_What to produce_:
Please update the lines below by replacing "reflection in glass" with "mirror image" and keeping everything else unchanged.

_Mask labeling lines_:

——————

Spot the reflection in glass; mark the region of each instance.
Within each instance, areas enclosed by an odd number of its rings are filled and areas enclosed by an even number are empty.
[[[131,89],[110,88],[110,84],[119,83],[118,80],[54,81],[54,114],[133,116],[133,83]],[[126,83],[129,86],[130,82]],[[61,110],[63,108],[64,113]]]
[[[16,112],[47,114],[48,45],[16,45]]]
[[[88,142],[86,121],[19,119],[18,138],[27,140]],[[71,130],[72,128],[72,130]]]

——————

_Exercise result_:
Spot the mirror image; mark the region of each instance.
Within each instance, areas enclosed by an odd number of its rings are filled and areas enclosed by an even number are empty.
[[[131,89],[110,88],[110,84],[119,83],[118,80],[54,81],[54,114],[133,116],[133,83]],[[126,83],[129,86],[130,82]],[[61,110],[63,108],[64,113]]]
[[[16,112],[47,114],[48,45],[16,45]]]
[[[88,142],[86,121],[19,119],[18,138],[27,140]],[[71,130],[72,128],[72,130]]]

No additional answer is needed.